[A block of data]
===============

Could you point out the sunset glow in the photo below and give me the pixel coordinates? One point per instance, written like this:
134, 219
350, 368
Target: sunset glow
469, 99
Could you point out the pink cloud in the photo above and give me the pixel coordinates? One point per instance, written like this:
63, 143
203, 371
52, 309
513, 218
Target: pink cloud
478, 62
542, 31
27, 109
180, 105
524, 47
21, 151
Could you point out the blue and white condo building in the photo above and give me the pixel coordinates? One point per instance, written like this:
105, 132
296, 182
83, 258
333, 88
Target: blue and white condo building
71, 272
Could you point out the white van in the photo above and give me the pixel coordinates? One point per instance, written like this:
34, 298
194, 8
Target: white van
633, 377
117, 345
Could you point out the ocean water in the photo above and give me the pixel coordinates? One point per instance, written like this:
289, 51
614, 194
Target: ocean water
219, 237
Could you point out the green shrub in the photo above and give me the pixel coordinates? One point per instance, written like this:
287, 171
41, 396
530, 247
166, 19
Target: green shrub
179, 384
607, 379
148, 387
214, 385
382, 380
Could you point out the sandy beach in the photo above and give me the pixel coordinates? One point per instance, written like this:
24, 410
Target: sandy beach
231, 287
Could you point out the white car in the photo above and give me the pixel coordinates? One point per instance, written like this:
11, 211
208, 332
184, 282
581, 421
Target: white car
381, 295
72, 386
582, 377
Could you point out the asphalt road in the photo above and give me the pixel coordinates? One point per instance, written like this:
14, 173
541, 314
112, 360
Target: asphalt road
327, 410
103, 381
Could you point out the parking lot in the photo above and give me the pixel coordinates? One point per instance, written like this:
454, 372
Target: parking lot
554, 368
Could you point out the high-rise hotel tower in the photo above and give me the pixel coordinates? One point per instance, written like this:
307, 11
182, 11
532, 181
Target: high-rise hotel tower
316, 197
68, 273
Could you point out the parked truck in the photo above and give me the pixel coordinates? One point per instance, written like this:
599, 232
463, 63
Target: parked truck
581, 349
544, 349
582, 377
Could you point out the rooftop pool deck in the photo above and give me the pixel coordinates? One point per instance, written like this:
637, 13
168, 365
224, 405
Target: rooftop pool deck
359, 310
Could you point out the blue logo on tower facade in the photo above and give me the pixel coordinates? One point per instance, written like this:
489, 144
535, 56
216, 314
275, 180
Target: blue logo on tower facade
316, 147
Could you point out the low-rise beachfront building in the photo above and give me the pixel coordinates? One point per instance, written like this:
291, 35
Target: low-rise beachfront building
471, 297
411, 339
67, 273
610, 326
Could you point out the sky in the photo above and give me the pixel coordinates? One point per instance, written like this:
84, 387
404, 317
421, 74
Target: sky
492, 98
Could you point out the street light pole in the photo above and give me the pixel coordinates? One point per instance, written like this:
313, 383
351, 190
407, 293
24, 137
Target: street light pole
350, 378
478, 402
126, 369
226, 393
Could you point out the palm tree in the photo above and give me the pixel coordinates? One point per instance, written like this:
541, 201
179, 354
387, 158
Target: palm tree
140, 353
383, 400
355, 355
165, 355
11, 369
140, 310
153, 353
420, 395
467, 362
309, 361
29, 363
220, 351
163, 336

===============

Lay out the rows above as a numbered list with one line per item. Leave out any blank lines.

Complete response »
1. Could you point out the sunset glow in the photo below and give me the pixel coordinates? One point per instance, written like this:
2. 134, 219
3. 350, 368
4. Target: sunset glow
5. 469, 99
6. Could you point out the pink cloud in the photo above and give me the pixel coordinates? One point per instance, written like this:
7. 63, 143
8. 203, 371
9. 52, 309
10. 513, 218
11. Target: pink cloud
12. 478, 62
13. 542, 31
14. 27, 109
15. 180, 105
16. 524, 47
17. 21, 151
18. Could you point out the blue and white condo building in the photo above and give me the pixel coordinates? One point per instance, written like this:
19. 105, 132
20. 296, 182
21. 83, 258
22. 333, 88
23. Target: blue and white condo building
24. 71, 272
25. Could you point out the white van in the photo above and give me the pixel coordinates? One point per instance, written like this:
26. 34, 298
27. 194, 8
28. Target: white van
29. 633, 377
30. 117, 345
31. Could you point out the ocean water in the photo above and give me the pixel coordinates? One point per instance, written like this:
32. 289, 51
33. 614, 194
34. Target: ocean water
35. 219, 237
36. Could you point out the green shrub in the photo above and give me the pixel coordinates? One point per instance, written like this:
37. 287, 171
38. 41, 396
39. 530, 247
40. 166, 19
41. Target: green shrub
42. 179, 384
43. 607, 379
44. 148, 387
45. 214, 385
46. 382, 380
47. Could you point out the sandy beach in the photo above and give me the pixel coordinates? One point per instance, written like this:
48. 24, 410
49. Target: sandy beach
50. 231, 287
51. Could you point out the white car in the photo above and give me the pixel coordinates? One point per instance, written like this:
52. 11, 211
53. 208, 332
54. 184, 282
55. 581, 421
56. Target: white car
57. 381, 295
58. 72, 386
59. 582, 377
60. Could you point out the asphalt road in the photo above and give me the pixel coordinates? One point per instance, written like this:
61. 14, 173
62. 541, 314
63. 112, 360
64. Target: asphalt road
65. 327, 410
66. 103, 381
67. Could you point out the parking lot in the photo above and give me the pixel coordinates? One point per instance, written like this:
68. 454, 372
69. Target: parking lot
70. 554, 368
71. Could you point out the high-rise hotel tower in the photo above and give me the pixel coordinates? One point per instance, written like this:
72. 307, 11
73. 182, 11
74. 532, 181
75. Target: high-rise hotel tower
76. 316, 197
77. 68, 273
78. Could you point out the parked truck in the photo above and give me the pixel coordinates? One point per instance, written like this:
79. 599, 232
80. 463, 63
81. Target: parked truck
82. 581, 349
83. 544, 349
84. 582, 377
85. Could you point out the rooftop pool deck in the photo above and give me the pixel coordinates? One point per instance, written like this:
86. 637, 13
87. 168, 365
88. 224, 405
89. Target: rooftop pool deck
90. 359, 310
91. Could you point out the blue logo on tower facade in the photo above and give me the pixel coordinates? One point per instance, written like this:
92. 489, 144
93. 535, 56
94. 216, 314
95. 275, 180
96. Target: blue logo on tower facade
97. 316, 147
98. Could you point out the low-rise beachfront building in the photo above and give me the pixel coordinates? One point per instance, written like this:
99. 291, 35
100. Target: low-rise beachfront building
101. 471, 297
102. 411, 339
103. 67, 273
104. 610, 326
105. Could you point out the sky in the photo above and give me the pixel coordinates? One point per instance, written like this:
106. 84, 387
107. 404, 317
108. 421, 74
109. Target: sky
110. 492, 98
111. Could you point out the street light pole in the photo above and give me the pixel coordinates? One point per instance, written like this:
112. 313, 383
113. 351, 190
114. 407, 293
115. 24, 137
116. Target: street light pole
117. 350, 378
118. 478, 402
119. 126, 369
120. 226, 393
121. Could you point out the palm tree in the photo above and give me the pixel coordinates? One point per instance, written like this:
122. 541, 201
123. 179, 354
124. 387, 158
125. Target: palm tree
126. 140, 353
127. 383, 400
128. 355, 355
129. 165, 355
130. 11, 369
131. 140, 310
132. 153, 353
133. 420, 395
134. 467, 362
135. 309, 361
136. 29, 363
137. 220, 351
138. 163, 336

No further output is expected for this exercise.